Ahora me gustan Nirvana mucho más que cuando dejaron de gustarme en los 90. Miles de grupos de chavales era de lo primero que hacían versiones. Tenías que ver muchos conciertos de amigos ejecutando pobremente Nirvana y For whom the bell tolls. Hacía falta saber tocar muy bien para poder tocar supuestamente mal como Nirvana. En mi opinión, aunque las canciones fuesen asequibles, paradójicamente, no eran nada recomendables porque quedaban de pena presentadas por amateurs. Lo fácil del pop no es tan fácil, esta podría ser una segunda verdad axiomática.

Extractos de registros:
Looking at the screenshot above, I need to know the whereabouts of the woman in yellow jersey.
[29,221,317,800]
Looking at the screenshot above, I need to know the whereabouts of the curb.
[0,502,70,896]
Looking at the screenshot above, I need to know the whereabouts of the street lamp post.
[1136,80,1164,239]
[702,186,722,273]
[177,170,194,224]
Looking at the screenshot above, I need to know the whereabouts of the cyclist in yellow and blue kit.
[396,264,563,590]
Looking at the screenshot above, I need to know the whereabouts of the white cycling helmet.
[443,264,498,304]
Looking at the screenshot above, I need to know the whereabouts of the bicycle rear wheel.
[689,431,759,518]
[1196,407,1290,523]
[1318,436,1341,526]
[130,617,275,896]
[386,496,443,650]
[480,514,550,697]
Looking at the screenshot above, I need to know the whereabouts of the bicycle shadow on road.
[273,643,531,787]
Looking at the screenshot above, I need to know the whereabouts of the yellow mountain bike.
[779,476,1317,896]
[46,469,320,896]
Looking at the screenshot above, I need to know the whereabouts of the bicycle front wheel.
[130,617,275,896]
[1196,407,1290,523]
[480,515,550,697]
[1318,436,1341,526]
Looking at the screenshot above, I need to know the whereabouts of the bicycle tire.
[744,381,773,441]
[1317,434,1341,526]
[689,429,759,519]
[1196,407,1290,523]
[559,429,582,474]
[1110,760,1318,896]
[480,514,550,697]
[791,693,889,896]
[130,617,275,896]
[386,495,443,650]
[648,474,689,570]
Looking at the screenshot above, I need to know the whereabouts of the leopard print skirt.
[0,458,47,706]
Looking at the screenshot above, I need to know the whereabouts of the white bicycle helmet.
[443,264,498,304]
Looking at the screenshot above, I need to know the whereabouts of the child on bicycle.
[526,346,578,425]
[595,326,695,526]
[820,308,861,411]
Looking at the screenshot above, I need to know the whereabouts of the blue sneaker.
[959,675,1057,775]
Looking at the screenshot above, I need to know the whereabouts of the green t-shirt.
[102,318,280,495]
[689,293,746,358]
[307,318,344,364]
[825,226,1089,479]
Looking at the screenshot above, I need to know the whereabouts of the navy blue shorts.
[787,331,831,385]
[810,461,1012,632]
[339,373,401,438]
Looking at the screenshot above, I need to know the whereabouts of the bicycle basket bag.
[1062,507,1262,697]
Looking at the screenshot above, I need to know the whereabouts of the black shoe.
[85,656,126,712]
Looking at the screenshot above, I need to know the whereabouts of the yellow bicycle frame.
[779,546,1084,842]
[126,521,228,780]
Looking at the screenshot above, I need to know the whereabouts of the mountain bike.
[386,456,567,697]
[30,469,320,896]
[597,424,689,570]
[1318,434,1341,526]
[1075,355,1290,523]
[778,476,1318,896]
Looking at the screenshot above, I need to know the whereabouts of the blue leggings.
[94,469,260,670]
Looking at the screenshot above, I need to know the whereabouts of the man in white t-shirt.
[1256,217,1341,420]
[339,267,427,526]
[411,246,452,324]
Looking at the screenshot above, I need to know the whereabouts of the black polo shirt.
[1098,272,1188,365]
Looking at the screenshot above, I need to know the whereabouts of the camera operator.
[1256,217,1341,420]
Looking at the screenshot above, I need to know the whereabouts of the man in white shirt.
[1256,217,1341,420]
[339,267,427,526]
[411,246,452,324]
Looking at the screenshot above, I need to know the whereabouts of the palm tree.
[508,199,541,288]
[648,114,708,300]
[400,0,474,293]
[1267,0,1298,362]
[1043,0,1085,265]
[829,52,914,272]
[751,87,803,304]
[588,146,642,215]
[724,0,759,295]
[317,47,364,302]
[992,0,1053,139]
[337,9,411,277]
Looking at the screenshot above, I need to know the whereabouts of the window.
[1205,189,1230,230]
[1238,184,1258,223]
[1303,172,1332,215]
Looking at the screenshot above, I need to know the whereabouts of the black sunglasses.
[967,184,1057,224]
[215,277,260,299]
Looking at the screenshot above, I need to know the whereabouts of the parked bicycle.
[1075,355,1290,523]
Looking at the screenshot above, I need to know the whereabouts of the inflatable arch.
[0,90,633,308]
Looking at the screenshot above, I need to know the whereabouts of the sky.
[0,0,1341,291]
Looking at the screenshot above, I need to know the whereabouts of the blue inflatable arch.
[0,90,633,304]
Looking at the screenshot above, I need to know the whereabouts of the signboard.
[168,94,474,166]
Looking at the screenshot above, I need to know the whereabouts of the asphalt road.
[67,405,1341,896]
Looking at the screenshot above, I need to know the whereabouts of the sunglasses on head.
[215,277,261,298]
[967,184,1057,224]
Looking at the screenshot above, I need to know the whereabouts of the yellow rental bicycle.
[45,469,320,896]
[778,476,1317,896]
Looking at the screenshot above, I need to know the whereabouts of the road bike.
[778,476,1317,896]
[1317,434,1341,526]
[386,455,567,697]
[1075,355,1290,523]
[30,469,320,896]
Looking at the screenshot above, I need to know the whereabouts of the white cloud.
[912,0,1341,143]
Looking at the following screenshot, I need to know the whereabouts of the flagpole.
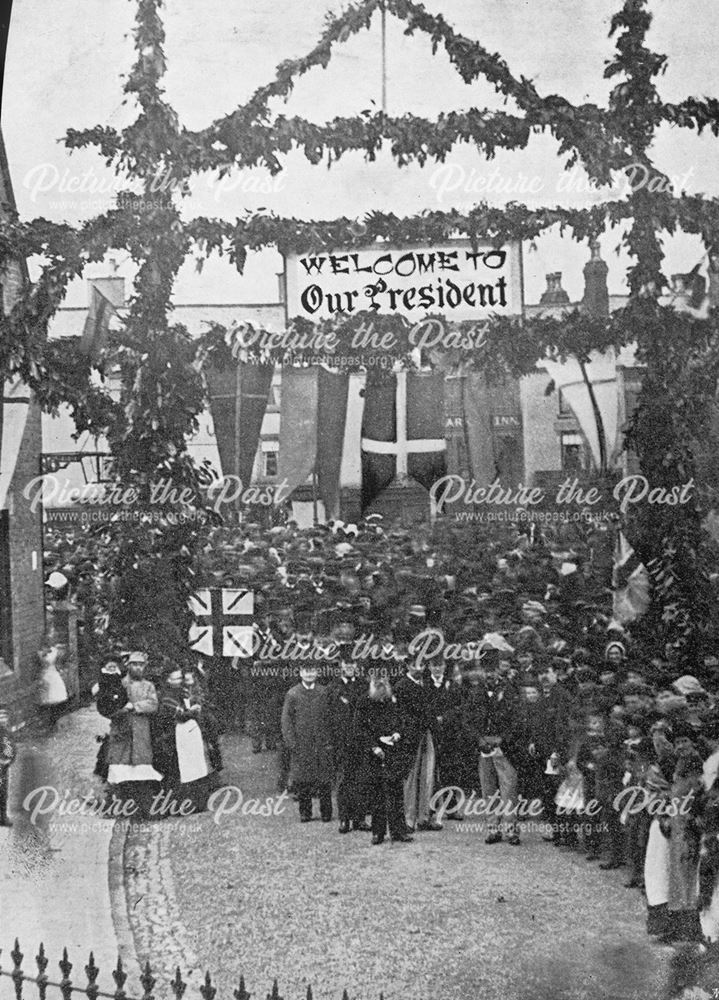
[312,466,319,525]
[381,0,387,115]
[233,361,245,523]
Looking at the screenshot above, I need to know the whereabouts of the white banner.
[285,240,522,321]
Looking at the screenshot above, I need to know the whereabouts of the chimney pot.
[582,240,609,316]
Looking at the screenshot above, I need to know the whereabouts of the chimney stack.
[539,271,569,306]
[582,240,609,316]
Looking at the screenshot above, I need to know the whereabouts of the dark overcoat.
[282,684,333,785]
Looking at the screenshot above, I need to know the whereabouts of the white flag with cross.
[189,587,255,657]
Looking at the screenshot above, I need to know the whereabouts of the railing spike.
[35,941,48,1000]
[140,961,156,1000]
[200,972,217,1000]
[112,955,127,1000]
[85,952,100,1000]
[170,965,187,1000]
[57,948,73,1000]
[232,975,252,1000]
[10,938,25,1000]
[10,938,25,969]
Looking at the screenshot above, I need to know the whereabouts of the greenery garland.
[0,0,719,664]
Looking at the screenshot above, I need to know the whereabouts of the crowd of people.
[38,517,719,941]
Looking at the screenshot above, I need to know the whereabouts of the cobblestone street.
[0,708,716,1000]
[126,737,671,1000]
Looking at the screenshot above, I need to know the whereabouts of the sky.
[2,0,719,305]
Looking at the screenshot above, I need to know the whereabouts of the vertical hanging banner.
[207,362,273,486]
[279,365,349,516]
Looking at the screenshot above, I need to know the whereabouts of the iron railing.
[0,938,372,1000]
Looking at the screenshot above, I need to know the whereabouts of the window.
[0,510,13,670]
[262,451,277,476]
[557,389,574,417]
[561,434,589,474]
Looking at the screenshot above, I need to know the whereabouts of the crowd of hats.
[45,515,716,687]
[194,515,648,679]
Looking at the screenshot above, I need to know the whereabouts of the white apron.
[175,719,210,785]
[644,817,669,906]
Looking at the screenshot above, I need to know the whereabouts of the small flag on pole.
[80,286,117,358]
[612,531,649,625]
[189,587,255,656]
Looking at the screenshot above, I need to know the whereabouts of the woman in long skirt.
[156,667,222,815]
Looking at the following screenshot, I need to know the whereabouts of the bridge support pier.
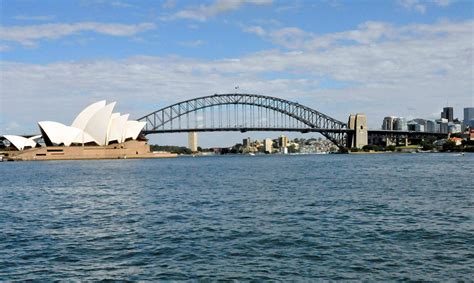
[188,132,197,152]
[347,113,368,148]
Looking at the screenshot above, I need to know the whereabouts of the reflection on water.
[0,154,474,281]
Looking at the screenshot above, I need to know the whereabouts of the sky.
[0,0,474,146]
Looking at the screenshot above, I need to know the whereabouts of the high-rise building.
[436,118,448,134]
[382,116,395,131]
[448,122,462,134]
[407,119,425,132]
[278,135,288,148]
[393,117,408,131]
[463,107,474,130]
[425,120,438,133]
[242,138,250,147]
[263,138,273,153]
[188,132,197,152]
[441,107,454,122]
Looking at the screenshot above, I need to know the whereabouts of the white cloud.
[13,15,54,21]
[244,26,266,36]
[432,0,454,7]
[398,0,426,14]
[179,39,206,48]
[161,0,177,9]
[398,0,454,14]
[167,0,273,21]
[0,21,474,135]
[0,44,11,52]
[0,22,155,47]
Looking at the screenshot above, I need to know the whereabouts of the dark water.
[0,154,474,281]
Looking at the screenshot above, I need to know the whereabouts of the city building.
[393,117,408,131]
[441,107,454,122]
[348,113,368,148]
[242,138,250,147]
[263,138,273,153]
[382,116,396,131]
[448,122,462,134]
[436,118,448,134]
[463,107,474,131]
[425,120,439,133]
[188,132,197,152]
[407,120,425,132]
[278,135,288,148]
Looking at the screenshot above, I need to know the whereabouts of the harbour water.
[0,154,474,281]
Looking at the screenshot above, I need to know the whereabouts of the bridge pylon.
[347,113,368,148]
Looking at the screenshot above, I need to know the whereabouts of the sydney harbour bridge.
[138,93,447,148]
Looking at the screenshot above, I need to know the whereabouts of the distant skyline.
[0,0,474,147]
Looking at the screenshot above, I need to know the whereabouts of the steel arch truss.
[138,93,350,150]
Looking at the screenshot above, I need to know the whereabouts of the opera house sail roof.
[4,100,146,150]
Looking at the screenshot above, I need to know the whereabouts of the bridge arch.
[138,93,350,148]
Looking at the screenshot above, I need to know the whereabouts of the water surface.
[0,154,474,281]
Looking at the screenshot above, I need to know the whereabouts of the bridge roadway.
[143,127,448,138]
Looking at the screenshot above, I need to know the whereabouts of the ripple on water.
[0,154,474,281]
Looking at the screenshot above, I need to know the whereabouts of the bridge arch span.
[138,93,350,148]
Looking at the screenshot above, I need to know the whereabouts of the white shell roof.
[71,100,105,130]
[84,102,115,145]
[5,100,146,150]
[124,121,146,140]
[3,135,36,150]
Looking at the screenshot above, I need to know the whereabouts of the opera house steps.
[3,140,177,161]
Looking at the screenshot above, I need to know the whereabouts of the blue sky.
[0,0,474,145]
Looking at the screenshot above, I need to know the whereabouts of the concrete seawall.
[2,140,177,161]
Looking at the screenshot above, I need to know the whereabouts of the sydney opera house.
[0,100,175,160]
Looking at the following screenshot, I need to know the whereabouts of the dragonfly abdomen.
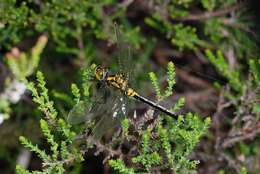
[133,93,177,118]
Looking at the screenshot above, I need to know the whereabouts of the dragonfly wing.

* * *

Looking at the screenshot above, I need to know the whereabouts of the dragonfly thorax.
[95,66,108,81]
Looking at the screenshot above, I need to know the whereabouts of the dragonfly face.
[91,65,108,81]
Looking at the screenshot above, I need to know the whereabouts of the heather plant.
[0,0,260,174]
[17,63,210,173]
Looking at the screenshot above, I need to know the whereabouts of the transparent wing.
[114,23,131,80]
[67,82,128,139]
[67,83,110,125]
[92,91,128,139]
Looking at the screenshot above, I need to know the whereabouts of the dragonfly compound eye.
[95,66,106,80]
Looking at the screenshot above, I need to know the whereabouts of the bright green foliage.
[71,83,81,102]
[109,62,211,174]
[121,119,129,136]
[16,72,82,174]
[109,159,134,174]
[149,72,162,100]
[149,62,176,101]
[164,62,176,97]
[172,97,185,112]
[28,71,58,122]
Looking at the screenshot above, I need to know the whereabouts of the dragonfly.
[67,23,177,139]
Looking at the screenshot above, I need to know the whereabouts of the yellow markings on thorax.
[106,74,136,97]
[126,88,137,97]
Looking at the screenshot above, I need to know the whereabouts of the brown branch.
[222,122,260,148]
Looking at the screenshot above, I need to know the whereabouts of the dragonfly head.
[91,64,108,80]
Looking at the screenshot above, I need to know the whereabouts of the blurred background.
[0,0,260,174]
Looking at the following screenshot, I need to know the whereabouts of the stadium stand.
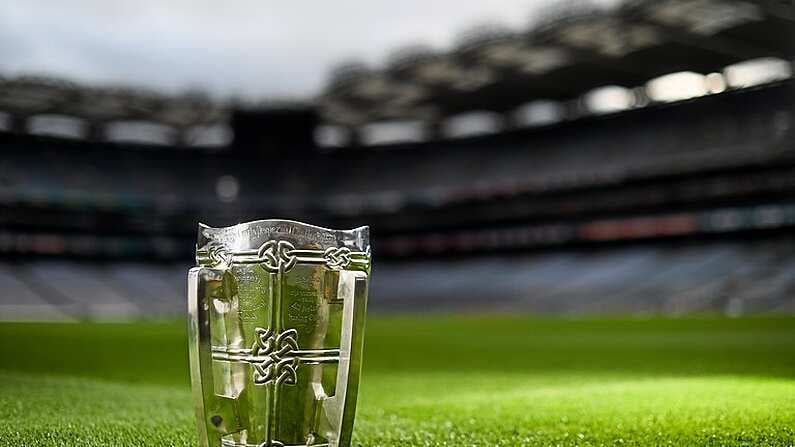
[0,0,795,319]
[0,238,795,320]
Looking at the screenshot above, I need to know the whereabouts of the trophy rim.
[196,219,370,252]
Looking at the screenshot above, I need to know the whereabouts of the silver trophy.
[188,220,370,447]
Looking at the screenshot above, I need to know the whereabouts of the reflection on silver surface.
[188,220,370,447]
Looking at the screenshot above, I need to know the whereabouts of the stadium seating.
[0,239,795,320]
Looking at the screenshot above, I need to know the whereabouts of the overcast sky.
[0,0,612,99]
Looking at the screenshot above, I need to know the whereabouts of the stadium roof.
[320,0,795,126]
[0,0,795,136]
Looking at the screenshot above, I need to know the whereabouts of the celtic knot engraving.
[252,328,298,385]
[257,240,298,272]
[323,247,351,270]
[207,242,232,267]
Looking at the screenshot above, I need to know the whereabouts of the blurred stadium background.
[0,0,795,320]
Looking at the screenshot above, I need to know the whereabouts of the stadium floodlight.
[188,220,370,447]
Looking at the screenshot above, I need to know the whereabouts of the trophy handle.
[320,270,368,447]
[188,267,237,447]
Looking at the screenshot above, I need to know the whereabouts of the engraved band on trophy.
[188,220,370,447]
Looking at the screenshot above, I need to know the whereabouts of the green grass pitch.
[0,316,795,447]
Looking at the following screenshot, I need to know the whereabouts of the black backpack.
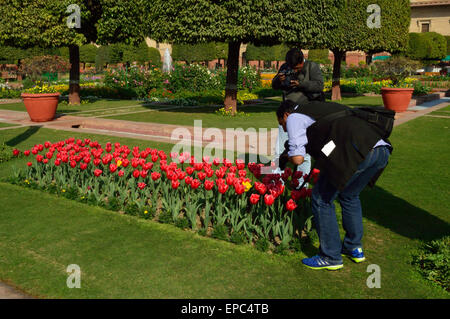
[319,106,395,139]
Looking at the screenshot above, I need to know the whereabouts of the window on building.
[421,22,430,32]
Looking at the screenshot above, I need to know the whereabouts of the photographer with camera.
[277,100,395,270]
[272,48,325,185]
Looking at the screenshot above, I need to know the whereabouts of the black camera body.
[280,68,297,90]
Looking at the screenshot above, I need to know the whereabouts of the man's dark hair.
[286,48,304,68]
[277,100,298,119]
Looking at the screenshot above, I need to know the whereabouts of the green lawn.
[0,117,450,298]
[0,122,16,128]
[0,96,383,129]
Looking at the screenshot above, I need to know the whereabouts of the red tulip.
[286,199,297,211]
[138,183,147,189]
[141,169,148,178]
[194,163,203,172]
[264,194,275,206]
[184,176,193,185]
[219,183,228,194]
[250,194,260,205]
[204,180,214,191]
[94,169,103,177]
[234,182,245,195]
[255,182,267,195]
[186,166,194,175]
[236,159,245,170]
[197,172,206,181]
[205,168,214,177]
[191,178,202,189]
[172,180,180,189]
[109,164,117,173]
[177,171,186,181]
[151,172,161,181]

Conjunto de tareas:
1. Responde estas preguntas con lo que dice el texto sobre Nirvana:
(a) ¿En qué década dejaron de gustarle Nirvana a quien escribe?
(b) Además de Nirvana, ¿qué canción se menciona como una de las que los amigos tocaban pobremente en sus conciertos?
(c) ¿Por qué no eran nada recomendables esas canciones, según el texto?
2. Escribe la continuación del texto sobre Nirvana a partir de su última oración.
Los registros no intervienen en nada de esto.

Resultados por tarea:
1.
(a) En los 90.
(b) For whom the bell tolls.
(c) Porque quedaban de pena presentadas por amateurs.

2.
Nunca olvidaré en un concierto de este estilo, para amigos de clase prácticamente, que el batería de un grupo heavy tenía su momento como Peter Criss al taburete con Beth. Todos paraban, se bajaban las luces, el chaval dejaba las baquetas y enganchaba la guitarra, llamaba a su novia a primera fila y, delante de todo el mundo, le cantaba un muy íntimo Polly con voz tenue, susurrante, más propia de Alejandro Sanz que de criaturas del metal. Cuando acababa, todo el público aplaudía a rabiar el gesto romántico y aullaba dulcemente. La chica estaba a punto de llorar de la emoción y el otro volvía a su batería orgulloso para seguir con la descarga de metal dejando claro que los heavies también tenían su corazoncito y ellos también necesitan amar cual Ana y Johhny.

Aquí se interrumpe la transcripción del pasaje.